## Start

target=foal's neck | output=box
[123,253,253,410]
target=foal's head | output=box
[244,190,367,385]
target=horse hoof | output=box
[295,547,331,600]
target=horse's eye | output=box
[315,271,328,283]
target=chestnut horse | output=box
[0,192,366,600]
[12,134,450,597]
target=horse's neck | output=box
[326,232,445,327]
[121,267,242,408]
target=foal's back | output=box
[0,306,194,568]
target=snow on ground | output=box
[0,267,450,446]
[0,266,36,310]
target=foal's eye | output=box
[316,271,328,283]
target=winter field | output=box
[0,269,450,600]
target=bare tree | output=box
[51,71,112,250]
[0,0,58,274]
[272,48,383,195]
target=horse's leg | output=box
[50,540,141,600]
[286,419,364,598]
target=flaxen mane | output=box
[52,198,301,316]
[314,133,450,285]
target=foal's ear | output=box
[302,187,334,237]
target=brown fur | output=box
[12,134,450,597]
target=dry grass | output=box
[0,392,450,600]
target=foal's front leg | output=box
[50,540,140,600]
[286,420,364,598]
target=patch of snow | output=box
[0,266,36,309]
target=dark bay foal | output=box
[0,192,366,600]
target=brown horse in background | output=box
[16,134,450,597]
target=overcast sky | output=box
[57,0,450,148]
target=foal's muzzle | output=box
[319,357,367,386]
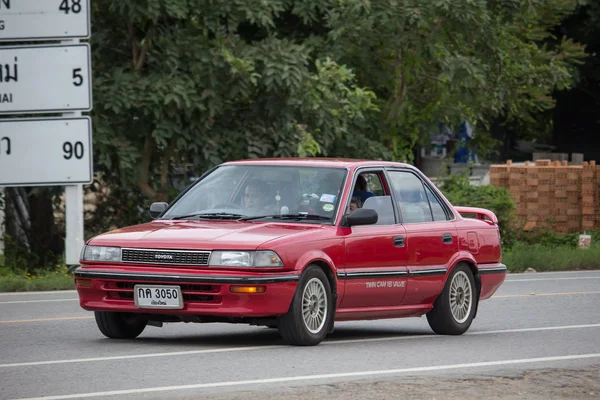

## End

▶ [EXERCISE DIRECTIONS] Rewrite the part of the listing that opens with the line containing "target=snow on ground | output=box" and closes with the line containing "[286,420,364,598]", renaming "bare tree" as "leafless tree" and changing nothing else. Give only those lines.

▶ [CORRECT RESULT]
target=snow on ground | output=box
[0,267,450,446]
[0,266,36,310]
target=foal's eye | output=box
[316,271,328,283]
target=winter field | output=box
[0,269,450,600]
target=leafless tree | output=box
[51,71,112,250]
[0,0,58,274]
[272,48,383,195]
target=horse's leg | output=box
[50,540,141,600]
[286,419,364,598]
target=flaxen mane | output=box
[52,198,301,316]
[314,133,450,285]
target=foal's ear | output=box
[302,187,334,237]
target=brown fur | output=box
[12,134,450,597]
target=dry grass | output=box
[0,392,450,600]
target=foal's front leg | output=box
[50,540,140,600]
[286,420,364,598]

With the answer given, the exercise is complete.